● **Goal of the exercise**
Take the material below and reproduce, word for word, only the lines from the line with "Would you be able to point at the white bicycle" through the line with "Would you be able to point at the white wicker".

++++++++++

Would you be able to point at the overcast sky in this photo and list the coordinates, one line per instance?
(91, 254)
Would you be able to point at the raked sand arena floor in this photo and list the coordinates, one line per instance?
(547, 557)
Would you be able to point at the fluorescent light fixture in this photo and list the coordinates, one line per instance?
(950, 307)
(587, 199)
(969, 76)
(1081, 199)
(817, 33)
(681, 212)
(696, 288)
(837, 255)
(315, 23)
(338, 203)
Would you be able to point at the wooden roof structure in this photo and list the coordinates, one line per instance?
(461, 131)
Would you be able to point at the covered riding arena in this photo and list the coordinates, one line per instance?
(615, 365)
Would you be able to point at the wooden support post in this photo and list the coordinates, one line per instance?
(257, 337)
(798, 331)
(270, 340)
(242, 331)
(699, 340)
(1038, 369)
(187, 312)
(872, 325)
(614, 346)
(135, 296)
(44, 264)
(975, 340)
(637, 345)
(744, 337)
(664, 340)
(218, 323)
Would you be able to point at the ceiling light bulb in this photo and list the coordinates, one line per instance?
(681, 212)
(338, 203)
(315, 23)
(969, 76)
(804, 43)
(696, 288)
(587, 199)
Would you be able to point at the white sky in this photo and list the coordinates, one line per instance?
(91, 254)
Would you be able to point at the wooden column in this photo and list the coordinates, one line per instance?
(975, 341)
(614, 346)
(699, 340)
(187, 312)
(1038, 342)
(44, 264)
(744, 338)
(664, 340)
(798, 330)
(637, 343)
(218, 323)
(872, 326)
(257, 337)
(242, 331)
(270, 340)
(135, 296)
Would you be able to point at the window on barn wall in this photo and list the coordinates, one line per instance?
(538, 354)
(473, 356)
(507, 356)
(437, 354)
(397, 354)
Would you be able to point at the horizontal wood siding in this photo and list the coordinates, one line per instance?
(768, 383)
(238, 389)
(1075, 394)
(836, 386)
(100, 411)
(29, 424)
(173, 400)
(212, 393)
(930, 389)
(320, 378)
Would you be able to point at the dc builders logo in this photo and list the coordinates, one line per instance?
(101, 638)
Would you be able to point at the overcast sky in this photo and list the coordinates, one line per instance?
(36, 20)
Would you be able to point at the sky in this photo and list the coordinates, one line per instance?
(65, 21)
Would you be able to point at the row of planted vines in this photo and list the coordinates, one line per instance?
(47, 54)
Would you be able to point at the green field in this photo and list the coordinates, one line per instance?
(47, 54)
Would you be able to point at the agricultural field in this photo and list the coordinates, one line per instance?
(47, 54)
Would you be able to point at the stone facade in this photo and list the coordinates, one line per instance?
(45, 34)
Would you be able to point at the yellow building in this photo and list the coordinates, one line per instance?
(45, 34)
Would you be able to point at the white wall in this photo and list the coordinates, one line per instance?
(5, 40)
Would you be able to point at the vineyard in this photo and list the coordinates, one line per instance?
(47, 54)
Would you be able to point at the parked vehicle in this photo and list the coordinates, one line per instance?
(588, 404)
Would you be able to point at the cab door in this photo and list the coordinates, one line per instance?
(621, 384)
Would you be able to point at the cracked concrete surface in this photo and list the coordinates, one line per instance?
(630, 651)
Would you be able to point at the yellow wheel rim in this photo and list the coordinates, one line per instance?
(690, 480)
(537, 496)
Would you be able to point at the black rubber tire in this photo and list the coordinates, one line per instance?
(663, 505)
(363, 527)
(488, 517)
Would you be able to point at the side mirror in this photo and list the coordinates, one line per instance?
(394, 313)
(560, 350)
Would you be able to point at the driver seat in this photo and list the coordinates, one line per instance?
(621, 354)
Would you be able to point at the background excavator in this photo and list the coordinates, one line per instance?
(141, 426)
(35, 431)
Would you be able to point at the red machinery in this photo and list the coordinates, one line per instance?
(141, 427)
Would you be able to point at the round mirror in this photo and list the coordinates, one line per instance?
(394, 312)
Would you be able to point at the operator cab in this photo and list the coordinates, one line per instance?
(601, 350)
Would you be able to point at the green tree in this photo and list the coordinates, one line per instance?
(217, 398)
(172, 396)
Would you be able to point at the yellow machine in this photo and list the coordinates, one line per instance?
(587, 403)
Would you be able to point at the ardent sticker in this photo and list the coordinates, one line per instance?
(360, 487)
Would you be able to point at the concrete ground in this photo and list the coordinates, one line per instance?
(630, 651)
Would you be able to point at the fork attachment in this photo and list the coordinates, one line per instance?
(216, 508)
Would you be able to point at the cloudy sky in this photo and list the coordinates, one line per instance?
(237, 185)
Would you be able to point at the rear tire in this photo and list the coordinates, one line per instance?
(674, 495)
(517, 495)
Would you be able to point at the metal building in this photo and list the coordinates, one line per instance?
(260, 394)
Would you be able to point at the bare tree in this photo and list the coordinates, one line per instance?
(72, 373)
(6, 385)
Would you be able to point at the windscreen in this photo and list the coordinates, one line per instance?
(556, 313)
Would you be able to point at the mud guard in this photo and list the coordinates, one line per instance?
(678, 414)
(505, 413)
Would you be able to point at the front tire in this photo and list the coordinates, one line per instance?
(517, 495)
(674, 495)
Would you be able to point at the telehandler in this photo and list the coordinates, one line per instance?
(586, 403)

++++++++++

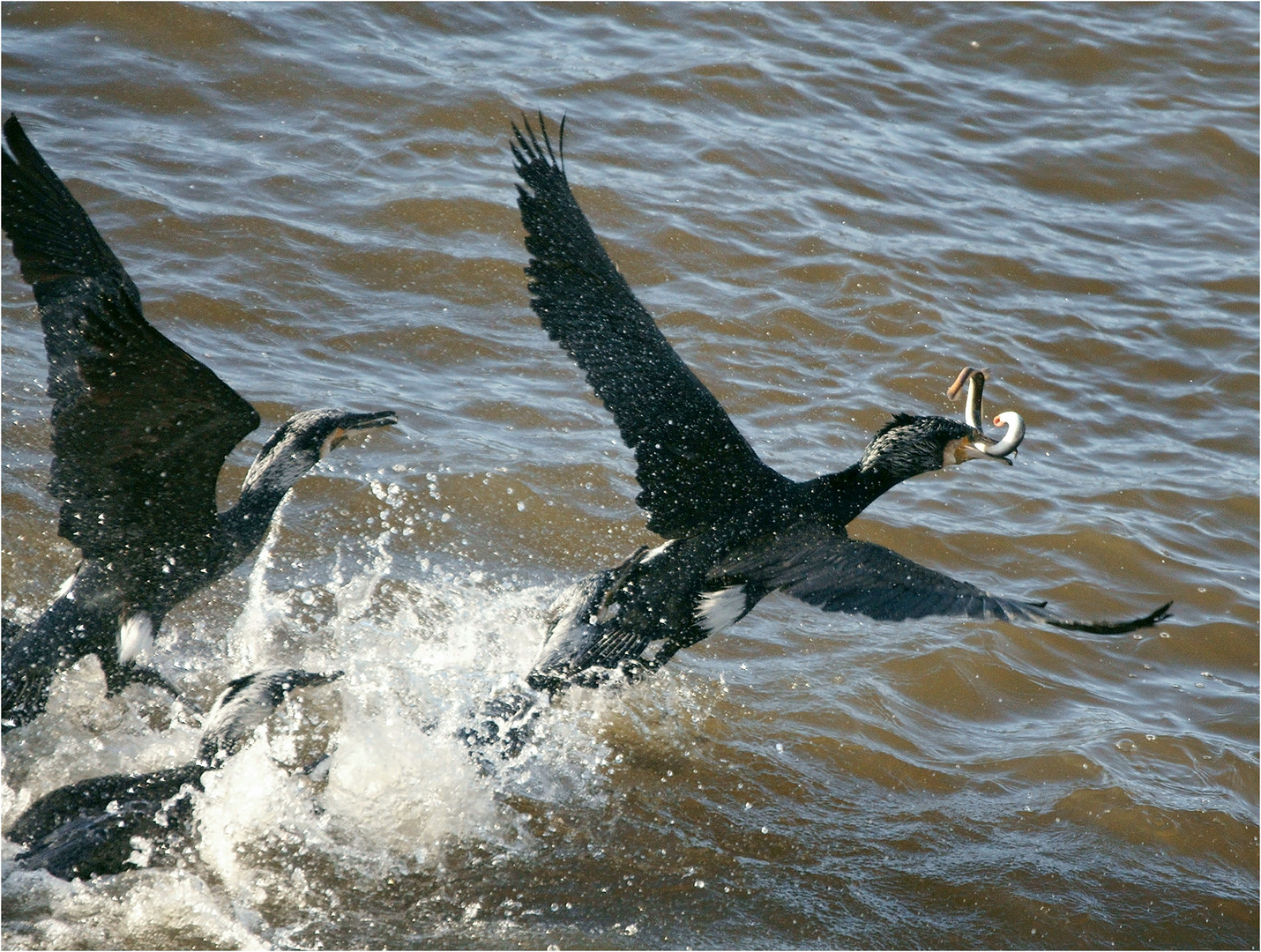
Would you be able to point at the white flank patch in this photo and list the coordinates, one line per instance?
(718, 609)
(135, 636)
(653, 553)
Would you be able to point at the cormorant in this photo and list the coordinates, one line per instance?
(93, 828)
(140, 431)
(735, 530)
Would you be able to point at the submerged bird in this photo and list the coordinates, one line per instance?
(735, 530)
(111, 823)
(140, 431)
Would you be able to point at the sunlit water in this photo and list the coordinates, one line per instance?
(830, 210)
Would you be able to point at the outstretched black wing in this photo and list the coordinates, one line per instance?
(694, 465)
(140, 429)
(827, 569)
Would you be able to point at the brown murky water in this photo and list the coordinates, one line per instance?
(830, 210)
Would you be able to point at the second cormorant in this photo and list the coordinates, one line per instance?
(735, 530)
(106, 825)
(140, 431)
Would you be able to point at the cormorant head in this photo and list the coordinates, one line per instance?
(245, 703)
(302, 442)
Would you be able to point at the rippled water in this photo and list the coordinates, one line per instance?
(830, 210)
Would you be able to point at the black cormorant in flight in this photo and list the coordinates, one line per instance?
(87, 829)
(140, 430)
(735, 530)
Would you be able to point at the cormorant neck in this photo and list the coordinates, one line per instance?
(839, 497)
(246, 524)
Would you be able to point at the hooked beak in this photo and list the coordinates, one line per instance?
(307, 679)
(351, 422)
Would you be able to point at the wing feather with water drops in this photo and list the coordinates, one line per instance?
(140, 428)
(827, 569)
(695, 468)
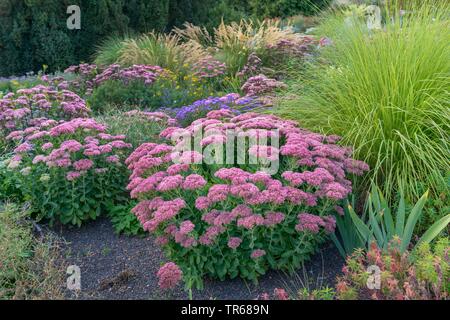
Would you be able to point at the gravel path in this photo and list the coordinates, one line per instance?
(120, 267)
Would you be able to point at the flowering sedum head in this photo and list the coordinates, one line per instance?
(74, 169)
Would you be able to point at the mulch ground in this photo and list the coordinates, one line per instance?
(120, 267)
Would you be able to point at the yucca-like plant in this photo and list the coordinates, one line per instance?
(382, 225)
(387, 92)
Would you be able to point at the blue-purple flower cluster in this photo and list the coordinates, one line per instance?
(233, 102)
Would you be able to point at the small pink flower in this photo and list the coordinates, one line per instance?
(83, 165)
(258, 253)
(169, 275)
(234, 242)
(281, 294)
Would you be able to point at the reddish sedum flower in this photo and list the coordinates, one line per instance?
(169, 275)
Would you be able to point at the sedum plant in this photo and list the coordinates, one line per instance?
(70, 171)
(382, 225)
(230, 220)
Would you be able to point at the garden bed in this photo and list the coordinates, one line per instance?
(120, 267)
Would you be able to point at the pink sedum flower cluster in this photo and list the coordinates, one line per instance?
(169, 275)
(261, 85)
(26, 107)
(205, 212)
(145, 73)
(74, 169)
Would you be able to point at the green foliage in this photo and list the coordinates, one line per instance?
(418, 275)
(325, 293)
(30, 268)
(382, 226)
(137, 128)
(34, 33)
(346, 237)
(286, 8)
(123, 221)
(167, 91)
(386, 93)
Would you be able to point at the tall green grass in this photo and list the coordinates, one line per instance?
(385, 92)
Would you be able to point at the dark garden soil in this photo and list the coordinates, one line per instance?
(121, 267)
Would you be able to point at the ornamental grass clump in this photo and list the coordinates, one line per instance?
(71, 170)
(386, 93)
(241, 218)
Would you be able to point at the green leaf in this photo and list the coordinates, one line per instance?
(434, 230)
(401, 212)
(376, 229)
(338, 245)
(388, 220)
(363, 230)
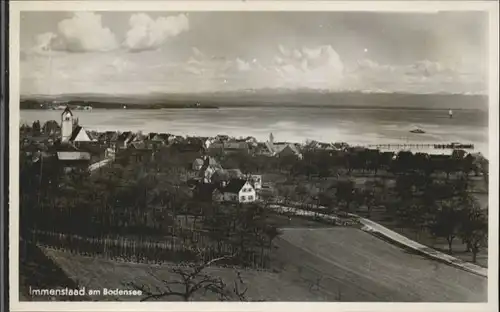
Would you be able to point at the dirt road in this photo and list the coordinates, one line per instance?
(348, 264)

++++++++++

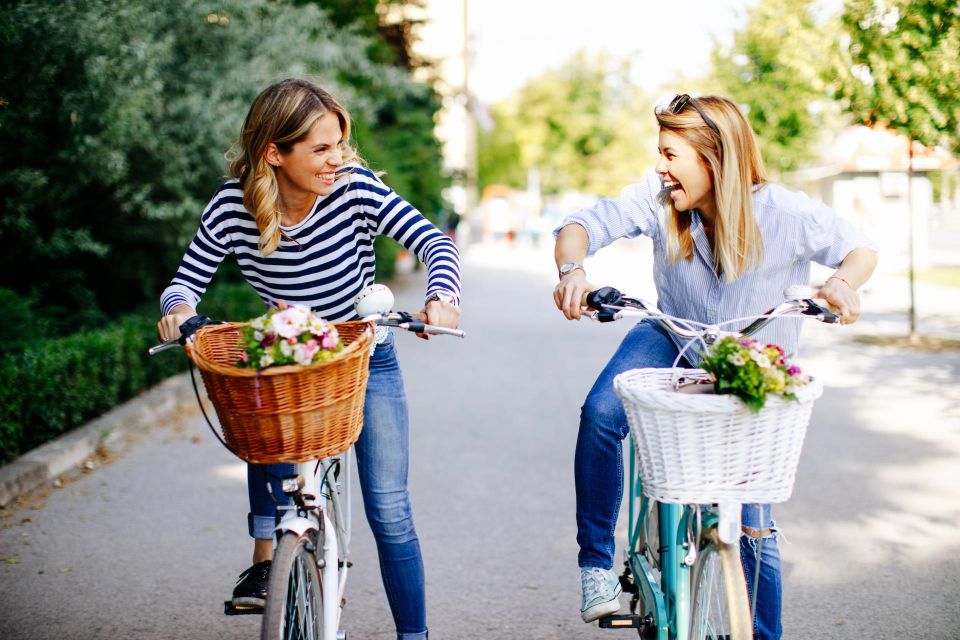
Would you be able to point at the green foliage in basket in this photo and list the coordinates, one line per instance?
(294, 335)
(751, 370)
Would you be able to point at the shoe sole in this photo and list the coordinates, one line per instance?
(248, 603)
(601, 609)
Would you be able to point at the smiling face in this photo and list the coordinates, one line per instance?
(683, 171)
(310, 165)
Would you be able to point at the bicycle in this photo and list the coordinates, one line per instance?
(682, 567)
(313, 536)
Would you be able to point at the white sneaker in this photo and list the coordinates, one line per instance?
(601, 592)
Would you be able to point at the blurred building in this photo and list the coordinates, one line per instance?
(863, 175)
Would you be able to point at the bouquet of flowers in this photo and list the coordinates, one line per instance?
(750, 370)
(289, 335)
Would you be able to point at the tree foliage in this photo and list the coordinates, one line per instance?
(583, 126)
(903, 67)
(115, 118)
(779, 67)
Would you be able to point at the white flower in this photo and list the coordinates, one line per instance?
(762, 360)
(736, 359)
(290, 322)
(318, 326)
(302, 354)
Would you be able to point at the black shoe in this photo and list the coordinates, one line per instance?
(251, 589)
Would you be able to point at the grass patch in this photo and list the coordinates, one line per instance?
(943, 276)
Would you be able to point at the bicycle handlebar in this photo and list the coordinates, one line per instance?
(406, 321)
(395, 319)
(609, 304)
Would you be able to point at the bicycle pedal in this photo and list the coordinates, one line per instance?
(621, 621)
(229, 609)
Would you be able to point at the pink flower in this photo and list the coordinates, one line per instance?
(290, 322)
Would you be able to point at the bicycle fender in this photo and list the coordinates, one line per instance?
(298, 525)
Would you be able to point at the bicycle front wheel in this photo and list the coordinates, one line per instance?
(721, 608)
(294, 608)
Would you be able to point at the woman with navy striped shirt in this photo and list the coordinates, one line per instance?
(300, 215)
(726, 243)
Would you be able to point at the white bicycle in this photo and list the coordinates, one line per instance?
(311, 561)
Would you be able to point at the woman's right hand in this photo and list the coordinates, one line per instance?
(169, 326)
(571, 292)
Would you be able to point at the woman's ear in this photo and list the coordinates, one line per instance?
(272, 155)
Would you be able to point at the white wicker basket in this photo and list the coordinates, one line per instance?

++++++++++

● **Task output**
Would you be able to point at the white bicycle in this photo and list the coordinates, one line per instance?
(311, 561)
Would you be able to point at the woman's right hand in this photo and list the coordinates, one line per instance?
(169, 326)
(571, 292)
Would you be able to point at the woman's ear in this photo and list the coordinates, one line per instance?
(272, 155)
Would you be able to point at the white wicker basket in this photo and list the coordinates, one line per instance?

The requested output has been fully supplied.